▶ Problem description: Only the lines from the first line of the entries through the line with "Find the river" belong in the answer, each restated word for word and without pictures.

▶ Excerpted data:

◆ ◆ ◆ ◆ ◆ ◆ ◆

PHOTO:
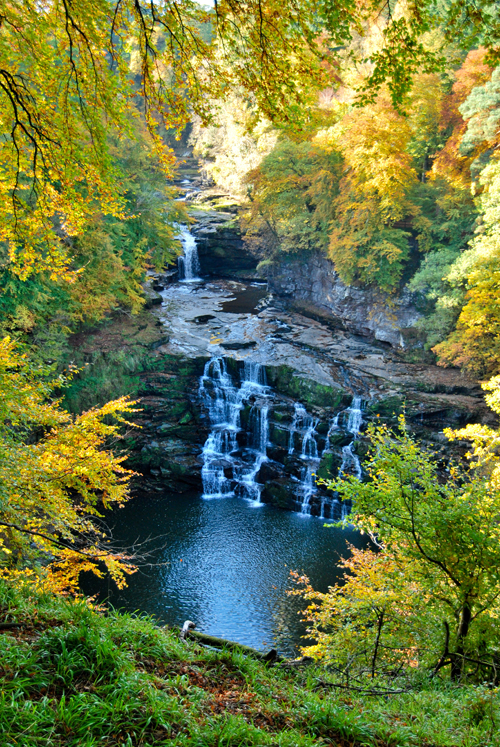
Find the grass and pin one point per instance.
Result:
(77, 677)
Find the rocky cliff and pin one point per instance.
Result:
(311, 285)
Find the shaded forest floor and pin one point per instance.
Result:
(76, 677)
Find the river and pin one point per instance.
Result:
(225, 564)
(273, 398)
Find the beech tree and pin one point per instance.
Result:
(431, 595)
(56, 478)
(66, 69)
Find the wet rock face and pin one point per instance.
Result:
(165, 448)
(312, 286)
(221, 249)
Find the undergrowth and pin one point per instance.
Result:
(74, 676)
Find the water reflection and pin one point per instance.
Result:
(225, 565)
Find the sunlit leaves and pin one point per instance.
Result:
(55, 476)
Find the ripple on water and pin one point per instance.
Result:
(226, 566)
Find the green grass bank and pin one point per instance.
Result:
(76, 677)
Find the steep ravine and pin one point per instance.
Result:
(203, 412)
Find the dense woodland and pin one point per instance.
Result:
(368, 132)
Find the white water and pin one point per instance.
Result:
(227, 469)
(188, 264)
(350, 460)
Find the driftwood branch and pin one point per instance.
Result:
(364, 690)
(187, 632)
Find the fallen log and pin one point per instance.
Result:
(210, 640)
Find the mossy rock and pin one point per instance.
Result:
(278, 435)
(329, 466)
(339, 438)
(286, 382)
(388, 408)
(278, 493)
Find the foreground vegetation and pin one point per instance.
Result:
(73, 676)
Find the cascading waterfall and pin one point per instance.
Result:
(227, 469)
(236, 447)
(299, 415)
(334, 426)
(350, 460)
(188, 264)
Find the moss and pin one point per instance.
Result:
(286, 382)
(329, 466)
(387, 408)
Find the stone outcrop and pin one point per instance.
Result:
(312, 286)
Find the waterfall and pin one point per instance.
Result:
(188, 264)
(334, 426)
(350, 460)
(305, 425)
(355, 416)
(227, 469)
(299, 416)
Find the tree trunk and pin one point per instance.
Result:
(457, 664)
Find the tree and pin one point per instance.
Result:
(65, 84)
(56, 478)
(475, 344)
(436, 582)
(366, 244)
(291, 196)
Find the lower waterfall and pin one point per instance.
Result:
(230, 467)
(188, 263)
(241, 406)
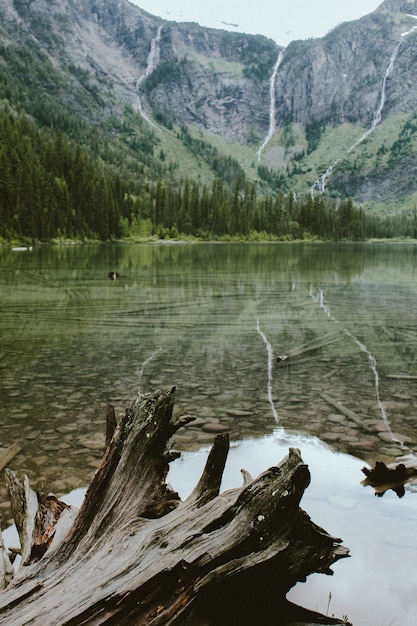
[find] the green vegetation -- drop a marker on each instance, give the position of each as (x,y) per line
(75,163)
(50,187)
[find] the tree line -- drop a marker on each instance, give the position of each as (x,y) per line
(51,187)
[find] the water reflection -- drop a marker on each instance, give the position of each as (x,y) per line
(376,585)
(190,316)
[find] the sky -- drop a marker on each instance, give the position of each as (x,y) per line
(281,20)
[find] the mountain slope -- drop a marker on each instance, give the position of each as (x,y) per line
(183,100)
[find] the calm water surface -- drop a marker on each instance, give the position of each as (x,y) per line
(265,341)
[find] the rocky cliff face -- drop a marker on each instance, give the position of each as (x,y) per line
(326,92)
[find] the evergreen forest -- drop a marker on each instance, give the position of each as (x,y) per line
(52,187)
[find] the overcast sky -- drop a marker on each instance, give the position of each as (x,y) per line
(282,20)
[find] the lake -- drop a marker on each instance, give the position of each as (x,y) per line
(313,345)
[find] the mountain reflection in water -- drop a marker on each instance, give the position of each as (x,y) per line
(376,586)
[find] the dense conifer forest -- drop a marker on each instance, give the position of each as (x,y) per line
(52,187)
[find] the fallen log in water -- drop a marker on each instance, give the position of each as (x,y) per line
(135,554)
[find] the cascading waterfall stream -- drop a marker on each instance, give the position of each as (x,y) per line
(320,184)
(270,361)
(319,299)
(151,63)
(272,107)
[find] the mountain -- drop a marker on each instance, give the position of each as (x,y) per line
(175,100)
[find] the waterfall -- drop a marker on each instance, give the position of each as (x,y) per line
(270,360)
(320,184)
(272,107)
(151,63)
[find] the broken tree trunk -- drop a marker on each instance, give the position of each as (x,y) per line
(135,554)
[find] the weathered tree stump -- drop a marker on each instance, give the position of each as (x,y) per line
(135,554)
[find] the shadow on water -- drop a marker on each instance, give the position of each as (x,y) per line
(190,316)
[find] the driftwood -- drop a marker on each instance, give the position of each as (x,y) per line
(136,554)
(383,478)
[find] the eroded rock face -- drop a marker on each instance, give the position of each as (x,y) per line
(113,55)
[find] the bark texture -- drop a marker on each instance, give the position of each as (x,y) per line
(136,554)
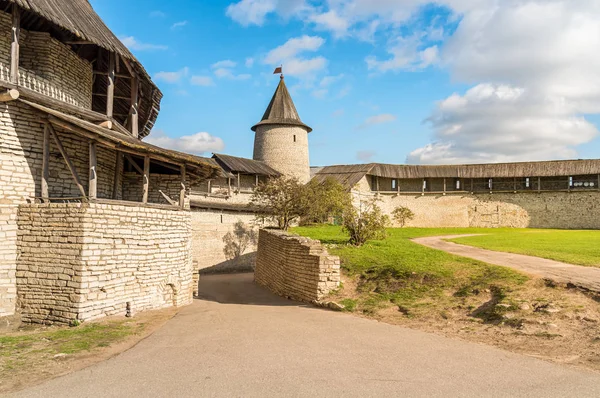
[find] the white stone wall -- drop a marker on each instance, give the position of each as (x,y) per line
(8,258)
(208,229)
(284,148)
(47,66)
(563,210)
(84,261)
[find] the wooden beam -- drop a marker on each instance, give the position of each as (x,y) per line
(146,179)
(119,75)
(182,192)
(45,164)
(65,156)
(14,46)
(167,198)
(134,106)
(110,90)
(93,176)
(134,164)
(9,95)
(118,182)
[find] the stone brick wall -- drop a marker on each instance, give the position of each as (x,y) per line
(47,66)
(84,261)
(208,229)
(563,210)
(284,148)
(295,267)
(8,258)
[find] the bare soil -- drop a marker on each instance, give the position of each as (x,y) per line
(540,319)
(36,365)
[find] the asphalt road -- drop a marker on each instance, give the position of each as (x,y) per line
(241,341)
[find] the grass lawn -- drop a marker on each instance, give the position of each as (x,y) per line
(574,247)
(409,275)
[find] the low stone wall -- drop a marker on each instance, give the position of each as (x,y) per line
(85,261)
(295,267)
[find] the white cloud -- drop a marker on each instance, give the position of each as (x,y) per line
(365,156)
(171,77)
(534,77)
(224,64)
(198,143)
(204,81)
(178,25)
(498,123)
(290,55)
(135,45)
(251,12)
(378,119)
(293,47)
(223,73)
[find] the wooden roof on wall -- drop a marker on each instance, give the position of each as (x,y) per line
(76,20)
(236,165)
(350,175)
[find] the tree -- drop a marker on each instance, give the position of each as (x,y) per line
(239,240)
(282,200)
(402,214)
(365,222)
(285,200)
(326,199)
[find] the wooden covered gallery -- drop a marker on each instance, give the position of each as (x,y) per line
(547,176)
(93,221)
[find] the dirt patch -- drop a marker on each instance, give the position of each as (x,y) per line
(541,319)
(34,354)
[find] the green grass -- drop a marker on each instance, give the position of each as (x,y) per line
(574,247)
(409,275)
(18,349)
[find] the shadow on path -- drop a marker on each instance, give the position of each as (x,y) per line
(239,289)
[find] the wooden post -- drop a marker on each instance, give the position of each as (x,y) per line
(14,46)
(45,163)
(146,179)
(93,177)
(110,90)
(134,106)
(182,192)
(65,156)
(117,182)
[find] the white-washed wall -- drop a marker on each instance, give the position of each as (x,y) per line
(84,261)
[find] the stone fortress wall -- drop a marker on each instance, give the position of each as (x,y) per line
(84,261)
(546,209)
(284,148)
(295,267)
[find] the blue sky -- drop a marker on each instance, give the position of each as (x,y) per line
(378,80)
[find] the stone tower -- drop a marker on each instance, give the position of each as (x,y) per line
(281,139)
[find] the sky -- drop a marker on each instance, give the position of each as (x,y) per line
(389,81)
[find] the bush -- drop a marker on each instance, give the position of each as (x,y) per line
(365,223)
(402,214)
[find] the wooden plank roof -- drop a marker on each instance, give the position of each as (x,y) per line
(200,166)
(236,165)
(77,19)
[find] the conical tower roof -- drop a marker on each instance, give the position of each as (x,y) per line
(281,110)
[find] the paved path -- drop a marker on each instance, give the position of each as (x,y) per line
(585,277)
(241,341)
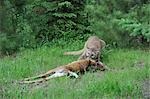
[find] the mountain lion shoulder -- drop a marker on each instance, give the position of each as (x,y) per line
(92,49)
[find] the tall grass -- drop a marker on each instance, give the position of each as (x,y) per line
(130,69)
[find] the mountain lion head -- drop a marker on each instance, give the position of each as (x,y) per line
(92,53)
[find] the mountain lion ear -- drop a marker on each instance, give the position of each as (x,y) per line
(88,48)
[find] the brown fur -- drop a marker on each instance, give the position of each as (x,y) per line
(72,68)
(92,49)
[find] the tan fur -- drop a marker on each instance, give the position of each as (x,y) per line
(92,49)
(72,68)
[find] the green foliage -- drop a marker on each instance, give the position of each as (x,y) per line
(120,23)
(34,23)
(130,69)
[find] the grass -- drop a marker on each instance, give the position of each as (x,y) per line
(130,69)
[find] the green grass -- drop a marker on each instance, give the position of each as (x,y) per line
(125,81)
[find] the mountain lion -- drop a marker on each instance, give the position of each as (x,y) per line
(70,69)
(92,49)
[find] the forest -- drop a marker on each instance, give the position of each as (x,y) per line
(34,34)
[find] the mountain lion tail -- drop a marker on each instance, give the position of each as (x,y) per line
(74,52)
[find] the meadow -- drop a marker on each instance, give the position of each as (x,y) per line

◆ ◆ ◆ ◆ ◆ ◆ ◆

▶ Result for this exercise:
PHOTO:
Find the grass and pin one point per instance.
Result:
(77, 677)
Find the rocky cliff and pin one point per instance.
Result:
(311, 285)
Find the shaded forest floor and pin one point per instance.
Result:
(76, 677)
Find the river and pin one point per instance.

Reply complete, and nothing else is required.